— start of SELECTED EXCERPT —

Monday, April 18, 2011

Blogging

You know what I'm kind of glad that I was assigned to blog for mt homework assignment. Bc there are times when I can't share all of my inner thoughts with people bc they start looming at me crazily. I am quite aware that a lot of things what cine out of  my mouth are random  or just don't make sense to the commoner lol. Well I'm watching Toy Story 3 and it's making me recall  when the first one was mad. The movie was pure genius because as a kid I wondered if my toys ever came to life. On the other hand  the thought  is plain creepy! Like that possessed doll chucky... I always told myself if he ever crossedmy path I would whoop his hieney lol there is just no way a doll is killing me. Lol I'm sorry, I can't go out like that!

Long time no see

IiMy old friend, mr. blog....long time no see. I hate to admit that the only reason I stopped by is because of a homework assignment lol. PLEASE forgive me...it's just that ihardly write anymore it's nothing personal. But we definitely have a lot  of catching up to do. All I'll say is that I'm going  on 22, a mom, and I'm almost done with school.


Monday, January 4, 2010

Transition---Ryan Leslie

So, i've been re-upping on my music...just got ryan leslie's TRANSITION, which is of course some smooth vibes. It's a new year, and idk what's to come, but i do know what i want. All i want is to be settled and to stop being tested. Life is nothing but a test with random breaks to BS around....like why do we have to put in all these years of schooling??? It's a freaking test.....all these circles and runarounds to get to where we hope to be. Crazy right? Like, all i want right now is to know where i'ma be right now so i can get right && know where i'm headed....i wanna fast forward all this debt and school and brokeness...to a world of fortune: which to me is successful career, family, and love. As long as i'm working towards that i'm good...but all these effin forks in the road are driving me nuts...But this is life! Nothing but a bunch of choices intertwined with yes', no's, and maybe so's. Eff it, I'm divin in this bitch head first. See y'all at the finish line.

— end of SELECTED EXCERPT —
— start of DATASET ROWS —

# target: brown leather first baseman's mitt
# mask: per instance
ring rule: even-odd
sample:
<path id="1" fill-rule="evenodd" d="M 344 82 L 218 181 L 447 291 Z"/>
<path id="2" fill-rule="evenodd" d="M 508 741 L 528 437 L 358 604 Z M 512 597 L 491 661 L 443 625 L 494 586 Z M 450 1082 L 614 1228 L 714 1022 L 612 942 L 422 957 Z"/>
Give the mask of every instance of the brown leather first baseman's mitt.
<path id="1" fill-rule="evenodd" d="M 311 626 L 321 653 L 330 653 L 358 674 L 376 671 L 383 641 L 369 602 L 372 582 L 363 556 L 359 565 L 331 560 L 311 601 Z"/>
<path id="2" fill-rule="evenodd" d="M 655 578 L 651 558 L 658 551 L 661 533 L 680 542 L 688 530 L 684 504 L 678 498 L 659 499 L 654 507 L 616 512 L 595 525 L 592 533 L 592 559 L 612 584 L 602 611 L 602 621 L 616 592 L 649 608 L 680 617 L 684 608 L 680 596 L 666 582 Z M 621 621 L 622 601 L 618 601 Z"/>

— end of DATASET ROWS —

WRITTEN EXERCISE
What are the titles of all the posts in the blog excerpt?

ANSWER TO THE PROBLEM
Blogging
Long time no see
Transition---Ryan Leslie